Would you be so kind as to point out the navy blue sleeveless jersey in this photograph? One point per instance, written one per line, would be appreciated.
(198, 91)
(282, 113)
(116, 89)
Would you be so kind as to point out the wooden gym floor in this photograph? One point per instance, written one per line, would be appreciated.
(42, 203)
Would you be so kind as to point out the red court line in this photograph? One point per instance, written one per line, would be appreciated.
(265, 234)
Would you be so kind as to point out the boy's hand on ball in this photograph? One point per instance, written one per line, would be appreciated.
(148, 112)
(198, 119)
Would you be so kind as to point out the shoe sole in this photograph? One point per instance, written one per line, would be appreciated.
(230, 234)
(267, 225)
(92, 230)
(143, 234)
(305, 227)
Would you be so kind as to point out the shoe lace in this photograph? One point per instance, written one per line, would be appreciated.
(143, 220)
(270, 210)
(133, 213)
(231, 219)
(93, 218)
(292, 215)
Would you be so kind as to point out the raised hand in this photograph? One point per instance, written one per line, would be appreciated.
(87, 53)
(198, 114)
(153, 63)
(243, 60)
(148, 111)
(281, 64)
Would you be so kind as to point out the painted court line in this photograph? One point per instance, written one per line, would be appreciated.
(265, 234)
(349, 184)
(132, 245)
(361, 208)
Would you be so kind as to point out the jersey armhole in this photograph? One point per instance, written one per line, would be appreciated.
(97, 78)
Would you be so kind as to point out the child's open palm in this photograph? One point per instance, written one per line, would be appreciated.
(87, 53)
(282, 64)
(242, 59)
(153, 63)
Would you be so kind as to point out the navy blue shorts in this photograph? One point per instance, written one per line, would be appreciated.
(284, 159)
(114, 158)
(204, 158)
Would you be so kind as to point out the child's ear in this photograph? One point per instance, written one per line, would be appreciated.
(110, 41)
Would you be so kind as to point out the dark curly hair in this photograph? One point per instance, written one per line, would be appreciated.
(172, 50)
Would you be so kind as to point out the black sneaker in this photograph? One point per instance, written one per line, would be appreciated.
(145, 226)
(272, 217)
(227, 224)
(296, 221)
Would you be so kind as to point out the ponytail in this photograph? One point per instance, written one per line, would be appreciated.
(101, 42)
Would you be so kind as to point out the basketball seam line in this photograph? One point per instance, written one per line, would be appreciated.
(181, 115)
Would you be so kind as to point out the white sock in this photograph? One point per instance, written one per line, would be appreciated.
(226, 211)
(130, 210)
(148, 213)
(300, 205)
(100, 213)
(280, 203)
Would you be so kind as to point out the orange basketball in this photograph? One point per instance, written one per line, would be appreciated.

::::::::::

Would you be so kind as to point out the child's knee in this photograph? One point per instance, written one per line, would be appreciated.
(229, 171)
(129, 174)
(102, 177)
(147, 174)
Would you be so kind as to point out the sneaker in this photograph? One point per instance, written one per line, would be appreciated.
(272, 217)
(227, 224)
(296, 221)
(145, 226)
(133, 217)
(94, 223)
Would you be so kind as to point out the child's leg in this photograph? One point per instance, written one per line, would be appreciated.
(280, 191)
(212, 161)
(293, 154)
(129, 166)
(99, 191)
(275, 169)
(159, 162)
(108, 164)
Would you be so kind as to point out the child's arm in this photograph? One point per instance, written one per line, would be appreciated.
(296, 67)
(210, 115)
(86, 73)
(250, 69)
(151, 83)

::::::::::

Beginning with the line that has "Would you be so kind as to point out the raised" and ending with the line that has "Would you be so kind as to point out the orange", set down the lines above exactly and include no others.

Would you be so kind as to point out the raised hand in this photograph? One point per instance, written one per line, would be appreciated.
(87, 53)
(198, 114)
(153, 63)
(243, 60)
(148, 111)
(281, 64)
Would you be so kind as to point out the painted court line in this photograph? One point per instance, written one per line, would be appreciated.
(265, 234)
(349, 184)
(132, 245)
(361, 208)
Would you be so kind as to point out the jersey armhole in this photograph? One point per instance, written one per line, would be appreciated.
(97, 78)
Would you be so kind as to point out the child's open palm in this photograph? One point per instance, written one per line, would be appreciated.
(87, 53)
(282, 64)
(242, 59)
(153, 63)
Would you be so kind as to point out the navy blue shorts in this photograph? One point per instance, written one per line, would be appreciated.
(284, 159)
(114, 158)
(204, 158)
Would you be so kind as to point out the child's ear in this photograph? One point per instance, written one per line, would be appreciated.
(110, 41)
Would you be so kind as to point out the dark curly hair in this photograph? One point per instance, written one per line, would be appreciated.
(172, 50)
Would you be so kind as to point out the black sneaker in this photograph? One point per instance, written one per line, would be appreciated.
(145, 226)
(272, 217)
(227, 224)
(296, 221)
Would you be so kind as to point out the ponytail in this photograph? One point per instance, written one per line, would be appreciated.
(101, 42)
Would you be so kind as to point out the basketball seam line in this photograph? One point per instance, written one per line, would be appreciated.
(181, 115)
Would you be so kind as to point out the white sock in this photograph? One point per instance, written one per line, would be appreciated.
(226, 211)
(130, 210)
(148, 213)
(300, 205)
(100, 213)
(280, 203)
Would you be so kind as to point out the orange basketball in this photograph? One point per instance, written one per line, would be appreciated.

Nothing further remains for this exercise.